§ WHAT YOU WILL DO
After locating the line with "If it's not too much trouble, please detect the mercedes", retype it and every later line exactly, stopping at the end of the records.

┄┄┄┄┄┄┄┄┄┄

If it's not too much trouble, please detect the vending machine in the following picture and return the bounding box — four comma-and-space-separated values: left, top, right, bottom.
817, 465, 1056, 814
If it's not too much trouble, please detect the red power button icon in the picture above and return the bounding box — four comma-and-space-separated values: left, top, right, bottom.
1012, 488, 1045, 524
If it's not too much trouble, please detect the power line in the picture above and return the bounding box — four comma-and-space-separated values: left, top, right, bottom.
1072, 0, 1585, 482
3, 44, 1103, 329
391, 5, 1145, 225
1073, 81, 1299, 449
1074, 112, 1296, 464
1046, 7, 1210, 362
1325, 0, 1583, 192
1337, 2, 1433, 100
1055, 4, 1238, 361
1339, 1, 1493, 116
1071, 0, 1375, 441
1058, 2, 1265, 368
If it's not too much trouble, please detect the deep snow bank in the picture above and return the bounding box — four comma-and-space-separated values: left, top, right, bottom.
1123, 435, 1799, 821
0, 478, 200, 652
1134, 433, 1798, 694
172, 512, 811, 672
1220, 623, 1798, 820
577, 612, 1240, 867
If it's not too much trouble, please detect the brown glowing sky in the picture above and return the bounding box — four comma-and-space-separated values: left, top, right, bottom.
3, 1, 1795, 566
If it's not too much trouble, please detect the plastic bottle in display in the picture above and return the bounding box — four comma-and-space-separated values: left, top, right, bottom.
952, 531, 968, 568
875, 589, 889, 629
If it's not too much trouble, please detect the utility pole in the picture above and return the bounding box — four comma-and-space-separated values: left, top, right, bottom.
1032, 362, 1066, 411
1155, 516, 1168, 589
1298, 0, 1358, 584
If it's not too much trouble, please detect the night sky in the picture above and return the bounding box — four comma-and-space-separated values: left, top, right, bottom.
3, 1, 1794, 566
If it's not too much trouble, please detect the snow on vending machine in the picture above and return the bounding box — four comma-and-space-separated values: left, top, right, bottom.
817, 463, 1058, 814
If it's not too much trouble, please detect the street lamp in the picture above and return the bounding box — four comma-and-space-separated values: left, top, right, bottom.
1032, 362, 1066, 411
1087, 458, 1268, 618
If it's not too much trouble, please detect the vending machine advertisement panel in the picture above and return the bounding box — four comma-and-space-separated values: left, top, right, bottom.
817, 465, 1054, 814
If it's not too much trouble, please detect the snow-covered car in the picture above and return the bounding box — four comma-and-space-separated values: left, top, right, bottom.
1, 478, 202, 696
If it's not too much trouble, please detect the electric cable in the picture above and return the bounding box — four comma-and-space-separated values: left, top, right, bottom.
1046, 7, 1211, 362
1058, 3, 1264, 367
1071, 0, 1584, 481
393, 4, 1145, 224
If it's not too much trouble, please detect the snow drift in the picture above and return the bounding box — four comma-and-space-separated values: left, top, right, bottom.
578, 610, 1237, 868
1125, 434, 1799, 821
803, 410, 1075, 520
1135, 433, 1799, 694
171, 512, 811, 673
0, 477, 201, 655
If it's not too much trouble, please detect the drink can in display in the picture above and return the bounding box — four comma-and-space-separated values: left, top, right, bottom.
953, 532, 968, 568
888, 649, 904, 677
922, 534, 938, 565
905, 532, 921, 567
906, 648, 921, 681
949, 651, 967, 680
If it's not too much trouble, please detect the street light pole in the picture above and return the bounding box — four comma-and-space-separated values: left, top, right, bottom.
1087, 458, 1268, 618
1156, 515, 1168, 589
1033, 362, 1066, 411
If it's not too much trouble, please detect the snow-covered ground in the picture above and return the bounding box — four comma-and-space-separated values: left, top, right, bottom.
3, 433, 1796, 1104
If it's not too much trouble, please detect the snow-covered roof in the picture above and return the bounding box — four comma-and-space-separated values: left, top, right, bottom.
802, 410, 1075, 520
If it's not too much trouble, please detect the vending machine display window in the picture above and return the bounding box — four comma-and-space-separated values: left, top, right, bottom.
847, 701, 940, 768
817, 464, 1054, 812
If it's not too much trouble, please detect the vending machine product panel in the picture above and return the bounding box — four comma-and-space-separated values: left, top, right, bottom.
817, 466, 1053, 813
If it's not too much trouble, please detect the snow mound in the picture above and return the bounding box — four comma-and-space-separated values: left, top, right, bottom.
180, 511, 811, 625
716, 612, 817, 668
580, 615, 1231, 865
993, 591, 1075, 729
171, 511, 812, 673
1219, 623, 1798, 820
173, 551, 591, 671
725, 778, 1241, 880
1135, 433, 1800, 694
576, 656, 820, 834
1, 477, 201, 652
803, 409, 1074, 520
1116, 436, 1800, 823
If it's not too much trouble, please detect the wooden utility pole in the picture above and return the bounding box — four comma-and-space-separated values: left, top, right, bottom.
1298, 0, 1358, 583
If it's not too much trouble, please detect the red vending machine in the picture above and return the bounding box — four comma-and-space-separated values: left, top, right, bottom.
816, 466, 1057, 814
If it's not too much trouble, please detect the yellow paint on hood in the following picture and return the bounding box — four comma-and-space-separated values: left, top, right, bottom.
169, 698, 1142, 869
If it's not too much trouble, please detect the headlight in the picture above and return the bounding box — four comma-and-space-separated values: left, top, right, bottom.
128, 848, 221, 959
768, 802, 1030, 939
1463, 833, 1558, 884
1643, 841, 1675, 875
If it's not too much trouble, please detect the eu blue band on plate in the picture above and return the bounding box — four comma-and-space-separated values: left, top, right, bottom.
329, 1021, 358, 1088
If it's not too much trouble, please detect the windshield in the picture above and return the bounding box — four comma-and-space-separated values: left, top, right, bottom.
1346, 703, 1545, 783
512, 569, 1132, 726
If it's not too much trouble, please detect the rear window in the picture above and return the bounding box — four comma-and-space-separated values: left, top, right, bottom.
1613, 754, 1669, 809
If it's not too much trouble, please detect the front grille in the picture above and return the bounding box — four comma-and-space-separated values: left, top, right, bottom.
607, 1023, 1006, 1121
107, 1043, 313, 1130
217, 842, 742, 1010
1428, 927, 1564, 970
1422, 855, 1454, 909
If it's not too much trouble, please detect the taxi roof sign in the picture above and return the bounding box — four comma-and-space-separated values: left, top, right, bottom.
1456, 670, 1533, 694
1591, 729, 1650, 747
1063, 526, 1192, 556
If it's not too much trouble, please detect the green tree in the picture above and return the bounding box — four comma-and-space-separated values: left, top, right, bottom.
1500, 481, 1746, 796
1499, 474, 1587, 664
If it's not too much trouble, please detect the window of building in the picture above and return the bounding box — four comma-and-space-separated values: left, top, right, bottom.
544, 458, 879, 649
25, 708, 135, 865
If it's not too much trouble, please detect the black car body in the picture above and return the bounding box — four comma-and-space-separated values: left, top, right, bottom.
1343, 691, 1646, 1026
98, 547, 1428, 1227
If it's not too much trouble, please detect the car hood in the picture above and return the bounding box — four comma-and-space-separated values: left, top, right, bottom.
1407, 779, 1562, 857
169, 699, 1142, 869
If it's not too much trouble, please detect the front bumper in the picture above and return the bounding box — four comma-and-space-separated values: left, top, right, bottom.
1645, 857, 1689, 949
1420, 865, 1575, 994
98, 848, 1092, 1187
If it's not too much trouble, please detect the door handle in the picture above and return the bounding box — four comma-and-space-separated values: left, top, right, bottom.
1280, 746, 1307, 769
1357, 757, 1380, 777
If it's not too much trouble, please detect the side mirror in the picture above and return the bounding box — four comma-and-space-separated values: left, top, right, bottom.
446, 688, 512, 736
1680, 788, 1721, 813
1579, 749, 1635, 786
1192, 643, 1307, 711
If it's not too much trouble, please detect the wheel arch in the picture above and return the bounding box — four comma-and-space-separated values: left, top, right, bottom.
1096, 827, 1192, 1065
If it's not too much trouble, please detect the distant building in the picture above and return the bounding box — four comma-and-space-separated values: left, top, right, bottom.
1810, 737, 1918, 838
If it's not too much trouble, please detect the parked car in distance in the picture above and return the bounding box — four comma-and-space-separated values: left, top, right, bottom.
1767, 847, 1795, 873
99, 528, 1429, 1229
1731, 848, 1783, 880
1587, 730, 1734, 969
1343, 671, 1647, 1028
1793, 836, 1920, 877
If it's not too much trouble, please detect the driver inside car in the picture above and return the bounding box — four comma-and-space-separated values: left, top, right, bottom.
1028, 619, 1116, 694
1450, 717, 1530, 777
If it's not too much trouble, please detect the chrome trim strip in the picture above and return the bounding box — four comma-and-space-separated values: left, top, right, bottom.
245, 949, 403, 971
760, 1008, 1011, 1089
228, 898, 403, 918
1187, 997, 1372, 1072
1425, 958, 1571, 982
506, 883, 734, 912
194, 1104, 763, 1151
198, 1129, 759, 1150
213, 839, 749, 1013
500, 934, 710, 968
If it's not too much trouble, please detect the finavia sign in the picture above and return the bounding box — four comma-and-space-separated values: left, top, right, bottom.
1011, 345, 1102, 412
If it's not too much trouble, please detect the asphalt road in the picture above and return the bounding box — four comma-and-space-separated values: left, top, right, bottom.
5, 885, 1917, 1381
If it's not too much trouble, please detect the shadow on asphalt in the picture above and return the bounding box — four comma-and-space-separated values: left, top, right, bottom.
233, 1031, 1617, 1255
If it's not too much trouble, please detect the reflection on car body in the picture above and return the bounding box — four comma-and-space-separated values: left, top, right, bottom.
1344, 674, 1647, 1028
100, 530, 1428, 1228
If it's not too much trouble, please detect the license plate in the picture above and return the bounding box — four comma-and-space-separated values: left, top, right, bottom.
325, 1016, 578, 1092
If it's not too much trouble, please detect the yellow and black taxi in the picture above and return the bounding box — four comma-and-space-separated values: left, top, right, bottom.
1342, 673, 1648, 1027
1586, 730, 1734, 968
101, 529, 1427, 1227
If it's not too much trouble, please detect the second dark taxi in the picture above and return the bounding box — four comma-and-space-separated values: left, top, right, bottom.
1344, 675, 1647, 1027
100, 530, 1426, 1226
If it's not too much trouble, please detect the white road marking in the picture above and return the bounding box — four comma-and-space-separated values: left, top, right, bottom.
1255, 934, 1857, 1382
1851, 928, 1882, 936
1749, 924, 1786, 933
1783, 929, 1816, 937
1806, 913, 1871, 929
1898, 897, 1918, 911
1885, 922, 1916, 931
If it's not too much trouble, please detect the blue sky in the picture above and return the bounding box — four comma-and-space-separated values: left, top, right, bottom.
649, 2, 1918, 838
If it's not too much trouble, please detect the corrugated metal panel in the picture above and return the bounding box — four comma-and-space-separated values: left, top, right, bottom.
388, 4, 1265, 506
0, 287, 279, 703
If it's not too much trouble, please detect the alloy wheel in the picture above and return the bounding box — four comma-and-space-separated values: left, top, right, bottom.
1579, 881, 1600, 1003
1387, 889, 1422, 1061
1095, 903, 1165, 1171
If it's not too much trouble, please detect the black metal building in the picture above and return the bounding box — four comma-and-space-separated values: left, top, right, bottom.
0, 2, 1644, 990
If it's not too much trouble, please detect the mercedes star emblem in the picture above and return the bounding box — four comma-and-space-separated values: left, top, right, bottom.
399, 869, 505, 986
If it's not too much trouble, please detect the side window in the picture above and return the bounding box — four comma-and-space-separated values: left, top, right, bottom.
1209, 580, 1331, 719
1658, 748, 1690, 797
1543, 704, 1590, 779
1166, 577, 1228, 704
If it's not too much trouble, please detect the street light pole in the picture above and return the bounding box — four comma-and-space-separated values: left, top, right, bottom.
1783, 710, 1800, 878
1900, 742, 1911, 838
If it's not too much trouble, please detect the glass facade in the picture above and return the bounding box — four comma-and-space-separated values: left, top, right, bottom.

┄┄┄┄┄┄┄┄┄┄

§ ANSWER FOR THE TASK
If it's not too much trouble, please detect the mercedes star emblem in the picture above and return the bounding box — four comma-and-space-separated values: left, top, right, bottom.
399, 869, 505, 986
If it's not too much trouble, please detect the side window in the picture above and return the bounding box — four comma-and-space-separated values: left, top, right, bottom.
1209, 580, 1331, 719
1658, 748, 1690, 797
1543, 704, 1590, 779
1166, 577, 1228, 704
If it's not too much trouble, please detect the street light pole in the picture above and return the bounding box — four comma-and-space-separated values: left, top, right, bottom.
1783, 710, 1800, 878
1900, 742, 1911, 838
If it's not too much trouble, please detect the glass facade in the picture above and return the bounding box — four comma-and-space-separated values: left, top, right, bottom.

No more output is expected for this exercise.